--- TASK DATA ---

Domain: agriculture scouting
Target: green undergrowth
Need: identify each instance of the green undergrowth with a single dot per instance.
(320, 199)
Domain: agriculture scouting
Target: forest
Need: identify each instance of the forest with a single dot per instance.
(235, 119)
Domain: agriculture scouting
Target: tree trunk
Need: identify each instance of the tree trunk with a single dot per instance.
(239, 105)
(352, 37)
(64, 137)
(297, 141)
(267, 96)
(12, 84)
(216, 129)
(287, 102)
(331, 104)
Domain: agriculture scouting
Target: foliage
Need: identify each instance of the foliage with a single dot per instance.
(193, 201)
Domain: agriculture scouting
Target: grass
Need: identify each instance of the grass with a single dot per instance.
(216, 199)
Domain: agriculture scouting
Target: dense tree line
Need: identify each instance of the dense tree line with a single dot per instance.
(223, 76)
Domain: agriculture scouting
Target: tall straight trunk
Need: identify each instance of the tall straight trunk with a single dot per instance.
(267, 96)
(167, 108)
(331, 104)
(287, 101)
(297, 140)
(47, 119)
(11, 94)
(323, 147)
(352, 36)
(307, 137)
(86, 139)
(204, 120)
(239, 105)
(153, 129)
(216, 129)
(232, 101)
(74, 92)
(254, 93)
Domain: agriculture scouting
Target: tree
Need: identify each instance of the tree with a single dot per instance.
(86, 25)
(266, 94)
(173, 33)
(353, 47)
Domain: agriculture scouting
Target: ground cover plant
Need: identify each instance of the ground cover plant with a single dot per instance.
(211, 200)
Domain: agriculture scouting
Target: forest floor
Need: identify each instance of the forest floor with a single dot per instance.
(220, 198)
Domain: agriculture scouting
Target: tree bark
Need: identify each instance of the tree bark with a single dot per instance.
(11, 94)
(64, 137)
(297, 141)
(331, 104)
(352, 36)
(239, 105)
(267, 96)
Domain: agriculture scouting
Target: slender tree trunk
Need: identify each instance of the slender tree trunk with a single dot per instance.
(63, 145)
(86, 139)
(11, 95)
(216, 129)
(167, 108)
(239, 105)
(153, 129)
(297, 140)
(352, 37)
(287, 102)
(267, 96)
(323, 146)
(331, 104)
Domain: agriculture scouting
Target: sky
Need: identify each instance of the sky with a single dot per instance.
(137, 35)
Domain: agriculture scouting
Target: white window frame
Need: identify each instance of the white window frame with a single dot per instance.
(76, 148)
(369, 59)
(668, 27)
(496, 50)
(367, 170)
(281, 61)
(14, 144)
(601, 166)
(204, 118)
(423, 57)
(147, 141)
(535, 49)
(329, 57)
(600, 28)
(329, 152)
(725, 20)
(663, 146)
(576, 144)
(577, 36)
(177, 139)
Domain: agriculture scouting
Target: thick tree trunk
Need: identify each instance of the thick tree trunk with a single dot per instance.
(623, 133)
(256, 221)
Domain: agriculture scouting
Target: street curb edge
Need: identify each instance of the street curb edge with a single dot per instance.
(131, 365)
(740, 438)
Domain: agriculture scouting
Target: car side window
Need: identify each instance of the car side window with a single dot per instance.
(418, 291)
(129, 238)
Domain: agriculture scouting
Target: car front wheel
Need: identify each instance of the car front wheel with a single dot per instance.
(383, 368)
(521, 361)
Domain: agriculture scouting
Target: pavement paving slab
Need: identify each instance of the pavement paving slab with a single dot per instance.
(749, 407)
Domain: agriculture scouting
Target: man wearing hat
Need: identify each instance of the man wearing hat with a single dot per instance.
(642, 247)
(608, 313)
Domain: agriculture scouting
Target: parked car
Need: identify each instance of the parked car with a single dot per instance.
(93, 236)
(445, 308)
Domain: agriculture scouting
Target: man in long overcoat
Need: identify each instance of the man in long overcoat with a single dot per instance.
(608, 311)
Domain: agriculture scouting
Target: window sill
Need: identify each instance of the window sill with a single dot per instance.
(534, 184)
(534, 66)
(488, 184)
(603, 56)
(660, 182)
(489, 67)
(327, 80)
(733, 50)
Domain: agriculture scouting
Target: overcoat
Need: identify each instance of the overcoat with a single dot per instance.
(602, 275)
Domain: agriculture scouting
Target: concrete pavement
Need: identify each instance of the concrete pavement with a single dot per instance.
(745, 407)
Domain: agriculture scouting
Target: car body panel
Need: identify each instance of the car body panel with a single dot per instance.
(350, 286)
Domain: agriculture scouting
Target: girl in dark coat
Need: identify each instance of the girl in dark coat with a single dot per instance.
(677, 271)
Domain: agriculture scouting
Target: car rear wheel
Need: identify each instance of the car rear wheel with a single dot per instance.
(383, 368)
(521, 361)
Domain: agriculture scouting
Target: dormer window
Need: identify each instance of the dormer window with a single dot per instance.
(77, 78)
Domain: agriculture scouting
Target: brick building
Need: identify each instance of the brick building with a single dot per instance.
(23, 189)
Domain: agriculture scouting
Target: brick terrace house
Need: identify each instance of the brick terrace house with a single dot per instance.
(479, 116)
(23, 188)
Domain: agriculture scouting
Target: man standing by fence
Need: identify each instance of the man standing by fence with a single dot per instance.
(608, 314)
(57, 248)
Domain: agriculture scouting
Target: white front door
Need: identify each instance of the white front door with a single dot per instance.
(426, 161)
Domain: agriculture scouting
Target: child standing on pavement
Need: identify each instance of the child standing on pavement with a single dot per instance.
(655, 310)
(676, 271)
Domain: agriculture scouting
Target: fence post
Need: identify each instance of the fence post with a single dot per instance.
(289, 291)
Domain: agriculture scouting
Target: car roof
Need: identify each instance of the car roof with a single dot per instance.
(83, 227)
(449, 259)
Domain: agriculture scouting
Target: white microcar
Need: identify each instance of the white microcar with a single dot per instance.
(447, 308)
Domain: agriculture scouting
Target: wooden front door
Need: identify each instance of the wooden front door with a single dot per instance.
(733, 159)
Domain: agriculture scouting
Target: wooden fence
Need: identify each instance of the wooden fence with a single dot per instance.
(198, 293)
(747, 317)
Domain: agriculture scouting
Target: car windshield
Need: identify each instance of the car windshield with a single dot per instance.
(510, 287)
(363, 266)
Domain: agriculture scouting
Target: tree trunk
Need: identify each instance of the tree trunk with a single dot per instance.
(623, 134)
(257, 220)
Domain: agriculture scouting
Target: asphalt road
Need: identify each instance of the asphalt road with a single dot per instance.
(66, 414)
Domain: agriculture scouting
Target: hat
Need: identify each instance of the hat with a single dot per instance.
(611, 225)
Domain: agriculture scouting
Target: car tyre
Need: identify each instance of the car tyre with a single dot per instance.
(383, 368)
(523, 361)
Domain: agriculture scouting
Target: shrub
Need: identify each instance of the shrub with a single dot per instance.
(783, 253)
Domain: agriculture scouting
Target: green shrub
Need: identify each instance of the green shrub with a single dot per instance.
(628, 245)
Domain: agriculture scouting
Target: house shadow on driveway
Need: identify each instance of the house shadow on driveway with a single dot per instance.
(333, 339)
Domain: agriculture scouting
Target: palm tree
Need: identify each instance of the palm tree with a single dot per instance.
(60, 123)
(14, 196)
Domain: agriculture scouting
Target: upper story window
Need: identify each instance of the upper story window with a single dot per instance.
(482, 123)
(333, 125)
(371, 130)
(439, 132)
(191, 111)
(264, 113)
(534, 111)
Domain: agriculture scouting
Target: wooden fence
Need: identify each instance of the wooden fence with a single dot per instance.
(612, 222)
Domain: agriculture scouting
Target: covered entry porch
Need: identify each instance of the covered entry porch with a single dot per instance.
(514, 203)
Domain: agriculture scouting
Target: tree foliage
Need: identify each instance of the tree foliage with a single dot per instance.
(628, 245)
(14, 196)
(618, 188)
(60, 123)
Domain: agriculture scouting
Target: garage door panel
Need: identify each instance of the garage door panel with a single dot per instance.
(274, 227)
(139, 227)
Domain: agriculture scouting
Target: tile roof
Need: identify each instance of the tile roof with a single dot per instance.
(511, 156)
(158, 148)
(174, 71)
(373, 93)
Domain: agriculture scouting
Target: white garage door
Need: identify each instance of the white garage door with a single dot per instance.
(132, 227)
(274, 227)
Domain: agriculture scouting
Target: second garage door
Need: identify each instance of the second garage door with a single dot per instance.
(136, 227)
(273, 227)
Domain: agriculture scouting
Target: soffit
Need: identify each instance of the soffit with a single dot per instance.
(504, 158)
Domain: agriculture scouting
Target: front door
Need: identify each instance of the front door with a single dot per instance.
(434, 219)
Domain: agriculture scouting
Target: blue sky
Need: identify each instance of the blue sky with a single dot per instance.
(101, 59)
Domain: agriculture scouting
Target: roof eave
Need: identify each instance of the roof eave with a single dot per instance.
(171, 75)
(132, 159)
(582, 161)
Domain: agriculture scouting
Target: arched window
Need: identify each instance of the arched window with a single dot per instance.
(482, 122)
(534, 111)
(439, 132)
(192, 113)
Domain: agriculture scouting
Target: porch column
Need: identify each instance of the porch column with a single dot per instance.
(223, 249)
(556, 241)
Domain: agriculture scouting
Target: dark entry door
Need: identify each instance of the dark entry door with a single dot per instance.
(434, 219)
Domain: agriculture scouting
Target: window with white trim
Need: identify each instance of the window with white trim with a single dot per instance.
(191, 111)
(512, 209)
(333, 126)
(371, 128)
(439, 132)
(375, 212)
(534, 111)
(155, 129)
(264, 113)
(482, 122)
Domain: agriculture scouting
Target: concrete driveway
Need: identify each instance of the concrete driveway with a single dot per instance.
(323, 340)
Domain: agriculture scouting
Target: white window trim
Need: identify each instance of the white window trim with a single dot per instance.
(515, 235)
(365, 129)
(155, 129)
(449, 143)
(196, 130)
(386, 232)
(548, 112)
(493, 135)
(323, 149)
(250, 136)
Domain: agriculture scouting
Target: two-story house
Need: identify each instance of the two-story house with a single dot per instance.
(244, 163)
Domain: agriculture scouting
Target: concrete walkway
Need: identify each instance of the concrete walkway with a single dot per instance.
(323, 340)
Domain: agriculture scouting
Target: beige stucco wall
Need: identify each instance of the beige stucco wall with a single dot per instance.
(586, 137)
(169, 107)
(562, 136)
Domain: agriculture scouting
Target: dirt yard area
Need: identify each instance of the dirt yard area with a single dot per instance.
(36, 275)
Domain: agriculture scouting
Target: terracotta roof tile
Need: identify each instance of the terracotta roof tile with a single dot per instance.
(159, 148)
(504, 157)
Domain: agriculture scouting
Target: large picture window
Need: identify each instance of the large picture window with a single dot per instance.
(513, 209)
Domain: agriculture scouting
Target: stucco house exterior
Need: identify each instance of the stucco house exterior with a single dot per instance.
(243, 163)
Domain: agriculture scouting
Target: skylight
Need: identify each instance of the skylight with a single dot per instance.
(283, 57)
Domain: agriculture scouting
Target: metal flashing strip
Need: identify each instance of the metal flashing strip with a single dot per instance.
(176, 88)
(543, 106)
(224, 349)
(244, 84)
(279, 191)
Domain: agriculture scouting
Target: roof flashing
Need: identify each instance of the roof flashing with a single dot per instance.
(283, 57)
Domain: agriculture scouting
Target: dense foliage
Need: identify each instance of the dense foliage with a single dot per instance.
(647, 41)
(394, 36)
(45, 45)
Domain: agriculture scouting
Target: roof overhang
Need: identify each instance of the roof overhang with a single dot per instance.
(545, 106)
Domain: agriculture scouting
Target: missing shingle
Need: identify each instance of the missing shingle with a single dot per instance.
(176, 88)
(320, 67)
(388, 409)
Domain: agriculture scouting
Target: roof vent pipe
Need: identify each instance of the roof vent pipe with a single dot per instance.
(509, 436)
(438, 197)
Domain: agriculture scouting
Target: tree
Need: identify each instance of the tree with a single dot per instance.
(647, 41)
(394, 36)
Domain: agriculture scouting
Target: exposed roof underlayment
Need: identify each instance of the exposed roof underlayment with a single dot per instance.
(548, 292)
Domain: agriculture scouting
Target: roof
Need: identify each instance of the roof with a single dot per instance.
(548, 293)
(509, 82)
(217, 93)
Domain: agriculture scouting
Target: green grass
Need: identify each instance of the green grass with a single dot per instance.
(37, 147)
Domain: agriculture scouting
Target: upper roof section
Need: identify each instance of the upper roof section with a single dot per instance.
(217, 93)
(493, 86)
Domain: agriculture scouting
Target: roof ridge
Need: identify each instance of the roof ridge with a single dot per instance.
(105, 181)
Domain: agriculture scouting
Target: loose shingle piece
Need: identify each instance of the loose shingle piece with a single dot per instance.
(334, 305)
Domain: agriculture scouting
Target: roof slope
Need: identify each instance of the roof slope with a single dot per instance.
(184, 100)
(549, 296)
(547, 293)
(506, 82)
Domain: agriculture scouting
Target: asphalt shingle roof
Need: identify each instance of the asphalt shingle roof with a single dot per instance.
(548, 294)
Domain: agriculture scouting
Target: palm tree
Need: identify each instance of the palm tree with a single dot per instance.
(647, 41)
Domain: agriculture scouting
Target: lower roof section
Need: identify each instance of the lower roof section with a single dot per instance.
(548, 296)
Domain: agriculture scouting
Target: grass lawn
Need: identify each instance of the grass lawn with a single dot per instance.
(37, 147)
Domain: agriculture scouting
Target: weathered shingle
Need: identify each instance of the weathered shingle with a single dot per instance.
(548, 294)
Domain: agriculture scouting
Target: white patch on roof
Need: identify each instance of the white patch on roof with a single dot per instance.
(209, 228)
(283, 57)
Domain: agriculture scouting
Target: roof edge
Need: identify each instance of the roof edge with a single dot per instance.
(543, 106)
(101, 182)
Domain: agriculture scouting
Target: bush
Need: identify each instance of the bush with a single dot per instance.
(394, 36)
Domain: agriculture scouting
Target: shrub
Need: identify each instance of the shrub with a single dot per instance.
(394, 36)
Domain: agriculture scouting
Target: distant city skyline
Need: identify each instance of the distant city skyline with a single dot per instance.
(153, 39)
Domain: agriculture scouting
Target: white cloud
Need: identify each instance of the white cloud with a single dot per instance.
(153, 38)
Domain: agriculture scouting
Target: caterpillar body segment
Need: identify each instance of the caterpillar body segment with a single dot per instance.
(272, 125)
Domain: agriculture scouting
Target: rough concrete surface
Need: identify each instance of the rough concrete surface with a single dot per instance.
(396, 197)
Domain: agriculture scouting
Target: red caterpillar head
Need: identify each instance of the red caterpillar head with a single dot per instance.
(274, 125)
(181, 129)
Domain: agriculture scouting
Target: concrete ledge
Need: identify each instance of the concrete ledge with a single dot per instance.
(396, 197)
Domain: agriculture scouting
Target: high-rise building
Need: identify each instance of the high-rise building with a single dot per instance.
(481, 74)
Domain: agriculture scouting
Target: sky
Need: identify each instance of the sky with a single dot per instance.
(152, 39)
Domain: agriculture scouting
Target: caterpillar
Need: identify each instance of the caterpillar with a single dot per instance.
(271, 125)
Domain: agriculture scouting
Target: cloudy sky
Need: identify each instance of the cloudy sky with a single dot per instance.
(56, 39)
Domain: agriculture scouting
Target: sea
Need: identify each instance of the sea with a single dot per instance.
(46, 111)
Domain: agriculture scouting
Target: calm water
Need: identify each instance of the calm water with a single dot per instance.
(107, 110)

---

TASK STATEMENT — Exactly those lines that run from the start of the listing to the line containing "Target: slender tree trunk" should be output, and no others.

RESULT OF THE TASK —
Domain: agriculture scouting
Target: green undergrowth
Need: identify each instance of the green undergrowth with a single dot per instance.
(320, 199)
Domain: agriculture scouting
Target: forest
Need: identify each instance of the forest with a single dot per instance.
(235, 119)
Domain: agriculture scouting
Target: tree trunk
Need: identify each instance of the tree trunk with a single dot per instance.
(239, 105)
(352, 37)
(64, 137)
(297, 141)
(267, 96)
(12, 84)
(216, 129)
(287, 102)
(331, 104)
Domain: agriculture scouting
Target: foliage
Need: identify each instance of the foliage with a single dot per instance.
(193, 201)
Domain: agriculture scouting
Target: grass
Need: identify each instance of the grass with a single dot per instance.
(216, 199)
Domain: agriculture scouting
Target: dense tree line
Need: identify each instance of the dense tree line with a single dot per instance.
(223, 76)
Domain: agriculture scouting
Target: tall straight trunk
Need: identify each instance of the tall straight trunk with a single dot per instance.
(267, 96)
(167, 108)
(331, 104)
(287, 101)
(297, 140)
(47, 119)
(11, 94)
(323, 147)
(352, 36)
(307, 137)
(86, 139)
(204, 120)
(239, 105)
(153, 129)
(216, 129)
(232, 101)
(74, 92)
(254, 93)
Domain: agriculture scouting
Target: tree
Need: identify each instance of the tree with a single dot per instance.
(86, 25)
(266, 94)
(173, 33)
(353, 47)
Domain: agriculture scouting
Target: ground cover plant
Need: identify each instance of the ground cover plant with a single dot per instance.
(211, 200)
Domain: agriculture scouting
Target: forest floor
Need: identify each instance of the forest floor with a single dot per instance.
(220, 198)
Domain: agriculture scouting
Target: tree bark
Need: identify each instance of the tree bark with a single dot per instance.
(11, 94)
(64, 137)
(297, 141)
(331, 104)
(352, 36)
(239, 105)
(267, 96)
Domain: agriculture scouting
Target: slender tree trunk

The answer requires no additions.